** start of DATA SUPPLIED **
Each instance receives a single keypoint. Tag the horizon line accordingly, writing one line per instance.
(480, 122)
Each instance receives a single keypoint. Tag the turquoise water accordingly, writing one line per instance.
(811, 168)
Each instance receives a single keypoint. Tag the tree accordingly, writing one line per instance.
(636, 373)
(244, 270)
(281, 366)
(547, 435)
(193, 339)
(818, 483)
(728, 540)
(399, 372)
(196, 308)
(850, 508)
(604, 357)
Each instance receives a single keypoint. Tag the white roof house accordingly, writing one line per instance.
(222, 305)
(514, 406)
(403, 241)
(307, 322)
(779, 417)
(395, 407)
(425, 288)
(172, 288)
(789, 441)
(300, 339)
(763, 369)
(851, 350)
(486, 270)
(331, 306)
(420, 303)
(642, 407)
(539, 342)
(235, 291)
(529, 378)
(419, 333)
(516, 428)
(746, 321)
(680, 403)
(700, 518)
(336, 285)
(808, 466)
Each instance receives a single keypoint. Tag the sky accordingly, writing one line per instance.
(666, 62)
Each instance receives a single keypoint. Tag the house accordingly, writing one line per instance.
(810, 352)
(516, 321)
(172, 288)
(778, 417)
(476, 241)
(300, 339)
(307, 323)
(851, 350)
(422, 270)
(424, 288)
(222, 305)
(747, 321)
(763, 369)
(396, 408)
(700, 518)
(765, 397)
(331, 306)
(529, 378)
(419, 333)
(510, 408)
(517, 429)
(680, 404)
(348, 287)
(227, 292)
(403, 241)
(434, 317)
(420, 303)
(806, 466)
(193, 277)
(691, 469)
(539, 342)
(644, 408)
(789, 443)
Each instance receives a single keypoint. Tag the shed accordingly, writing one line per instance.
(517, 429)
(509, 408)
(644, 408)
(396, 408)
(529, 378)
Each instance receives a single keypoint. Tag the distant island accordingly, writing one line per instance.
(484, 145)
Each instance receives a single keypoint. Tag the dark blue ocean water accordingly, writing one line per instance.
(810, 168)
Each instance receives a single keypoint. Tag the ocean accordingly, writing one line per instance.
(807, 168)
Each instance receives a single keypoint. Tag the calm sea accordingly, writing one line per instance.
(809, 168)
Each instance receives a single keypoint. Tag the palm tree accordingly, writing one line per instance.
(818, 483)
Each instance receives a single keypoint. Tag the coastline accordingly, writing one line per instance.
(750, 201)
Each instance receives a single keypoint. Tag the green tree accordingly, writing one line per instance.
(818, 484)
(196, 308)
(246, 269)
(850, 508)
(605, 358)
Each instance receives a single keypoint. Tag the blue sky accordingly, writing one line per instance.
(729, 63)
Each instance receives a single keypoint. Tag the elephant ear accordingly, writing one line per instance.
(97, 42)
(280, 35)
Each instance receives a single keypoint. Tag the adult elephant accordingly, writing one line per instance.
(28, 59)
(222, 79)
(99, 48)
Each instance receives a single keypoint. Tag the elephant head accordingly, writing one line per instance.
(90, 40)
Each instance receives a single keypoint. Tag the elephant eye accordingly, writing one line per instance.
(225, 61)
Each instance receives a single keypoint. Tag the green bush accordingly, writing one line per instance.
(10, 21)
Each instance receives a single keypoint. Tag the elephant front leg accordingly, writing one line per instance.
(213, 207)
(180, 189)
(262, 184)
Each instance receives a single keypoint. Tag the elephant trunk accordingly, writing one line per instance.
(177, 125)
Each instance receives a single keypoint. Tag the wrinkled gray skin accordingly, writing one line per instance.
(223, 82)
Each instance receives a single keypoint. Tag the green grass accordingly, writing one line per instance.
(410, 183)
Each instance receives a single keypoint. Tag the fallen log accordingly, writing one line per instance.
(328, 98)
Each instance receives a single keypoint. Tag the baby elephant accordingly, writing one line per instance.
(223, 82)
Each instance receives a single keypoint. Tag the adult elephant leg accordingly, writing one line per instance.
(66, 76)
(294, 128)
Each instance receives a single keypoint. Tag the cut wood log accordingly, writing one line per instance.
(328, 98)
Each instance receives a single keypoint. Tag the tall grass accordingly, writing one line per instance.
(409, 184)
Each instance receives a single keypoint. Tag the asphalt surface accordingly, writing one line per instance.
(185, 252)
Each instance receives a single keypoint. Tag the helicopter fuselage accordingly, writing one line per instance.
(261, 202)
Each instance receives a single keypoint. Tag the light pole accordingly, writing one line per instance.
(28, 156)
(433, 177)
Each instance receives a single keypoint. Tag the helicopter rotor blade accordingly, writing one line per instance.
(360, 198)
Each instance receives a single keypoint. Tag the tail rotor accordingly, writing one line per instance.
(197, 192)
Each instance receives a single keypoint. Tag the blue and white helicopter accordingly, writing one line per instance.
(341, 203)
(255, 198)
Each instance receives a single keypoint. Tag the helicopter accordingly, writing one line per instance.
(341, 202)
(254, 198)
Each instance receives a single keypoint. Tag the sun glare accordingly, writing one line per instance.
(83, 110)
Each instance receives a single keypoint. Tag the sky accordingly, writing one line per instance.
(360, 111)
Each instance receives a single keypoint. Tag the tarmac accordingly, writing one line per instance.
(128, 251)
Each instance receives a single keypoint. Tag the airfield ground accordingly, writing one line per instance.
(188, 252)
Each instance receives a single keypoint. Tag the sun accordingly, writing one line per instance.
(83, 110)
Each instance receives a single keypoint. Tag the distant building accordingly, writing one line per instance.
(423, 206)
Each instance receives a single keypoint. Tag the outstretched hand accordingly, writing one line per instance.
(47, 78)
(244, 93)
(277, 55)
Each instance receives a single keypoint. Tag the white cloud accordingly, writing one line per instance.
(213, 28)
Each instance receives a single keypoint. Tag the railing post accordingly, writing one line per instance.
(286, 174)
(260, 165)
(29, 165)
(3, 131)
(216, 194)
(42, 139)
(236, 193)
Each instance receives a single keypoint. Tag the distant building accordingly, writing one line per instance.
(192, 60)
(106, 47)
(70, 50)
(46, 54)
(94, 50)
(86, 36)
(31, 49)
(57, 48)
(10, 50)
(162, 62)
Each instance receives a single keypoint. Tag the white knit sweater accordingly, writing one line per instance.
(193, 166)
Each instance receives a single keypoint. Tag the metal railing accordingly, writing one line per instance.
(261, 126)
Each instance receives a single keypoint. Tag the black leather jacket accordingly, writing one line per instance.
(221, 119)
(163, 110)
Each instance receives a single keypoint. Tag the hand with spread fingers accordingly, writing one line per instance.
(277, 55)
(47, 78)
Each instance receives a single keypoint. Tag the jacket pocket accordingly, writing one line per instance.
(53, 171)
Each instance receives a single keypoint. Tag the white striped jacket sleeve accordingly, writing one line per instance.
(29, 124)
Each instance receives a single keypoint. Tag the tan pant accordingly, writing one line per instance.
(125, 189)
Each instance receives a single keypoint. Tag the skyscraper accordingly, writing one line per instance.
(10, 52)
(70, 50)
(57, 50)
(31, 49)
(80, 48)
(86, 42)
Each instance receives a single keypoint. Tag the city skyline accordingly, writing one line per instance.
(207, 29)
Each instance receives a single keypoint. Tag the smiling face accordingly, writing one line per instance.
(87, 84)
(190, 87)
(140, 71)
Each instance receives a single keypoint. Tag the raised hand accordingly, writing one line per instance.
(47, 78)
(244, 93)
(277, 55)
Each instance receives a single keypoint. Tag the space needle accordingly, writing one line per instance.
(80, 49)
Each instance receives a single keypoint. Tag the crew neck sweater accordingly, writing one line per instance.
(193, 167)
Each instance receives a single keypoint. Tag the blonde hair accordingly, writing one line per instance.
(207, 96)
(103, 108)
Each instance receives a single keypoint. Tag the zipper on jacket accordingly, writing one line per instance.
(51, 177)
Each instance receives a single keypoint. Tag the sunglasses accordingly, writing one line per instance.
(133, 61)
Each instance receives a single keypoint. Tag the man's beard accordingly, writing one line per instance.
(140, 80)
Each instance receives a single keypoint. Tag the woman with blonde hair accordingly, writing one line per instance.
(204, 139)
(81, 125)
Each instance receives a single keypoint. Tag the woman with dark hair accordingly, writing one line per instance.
** end of DATA SUPPLIED **
• WRITTEN PROBLEM
The lines to reproduce run from the one that contains "Each instance receives a single keypoint. Tag the metal" through the last line above; copy them exactly.

• RESPONSE TO THIS EXERCISE
Each instance receives a single keypoint. Tag the metal railing accordingly, writing one line per instance.
(261, 126)
Each instance receives a single keypoint. Tag the black leather jacket accordingly, writing one line per instance.
(221, 119)
(163, 110)
Each instance receives a single keypoint. Tag the hand with spread fingers accordingly, writing one line per instance.
(277, 55)
(47, 78)
Each instance receives a single keypoint. Tag the jacket pocket accordingly, writing one line per instance.
(53, 171)
Each instance receives a single keypoint. Tag the white striped jacket sleeve accordingly, writing one line per instance.
(29, 124)
Each instance receives a single keypoint. Tag the tan pant accordingly, writing one line per instance.
(125, 189)
Each instance receives a single keypoint. Tag the skyscraper accordingly, writing one line per instance.
(10, 52)
(70, 50)
(57, 50)
(31, 49)
(80, 48)
(86, 42)
Each instance receives a single keypoint. Tag the city skyline accordingly, writing one line per instance.
(207, 29)
Each instance receives a single keypoint. Tag the smiling face accordingly, writing one line per instance.
(87, 84)
(190, 87)
(140, 71)
Each instance receives a single keypoint. Tag the raised hand accordingly, writing one line per instance.
(47, 78)
(244, 93)
(277, 55)
Each instance receives a single keypoint. Tag the space needle accordingly, writing one line per instance.
(80, 49)
Each instance receives a single keypoint. Tag the crew neck sweater accordingly, writing one line per instance.
(193, 167)
Each instance receives a single keypoint. Tag the blonde hair accordingly, writing one line per instance.
(207, 96)
(103, 108)
Each instance receives a single keypoint. Tag the zipper on jacket accordingly, writing one line per instance.
(51, 177)
Each instance receives a single keypoint. Tag the sunglasses accordingly, writing one line per instance.
(133, 61)
Each instance receives a single keypoint. Tag the man's beard accordingly, writing one line per instance.
(140, 80)
Each instance receives a single keypoint. Tag the woman with blonde hair accordingly, writing one line per instance.
(204, 139)
(81, 125)
Each instance receives a single keypoint. Tag the woman with dark hair accordingly, writing one line per instance.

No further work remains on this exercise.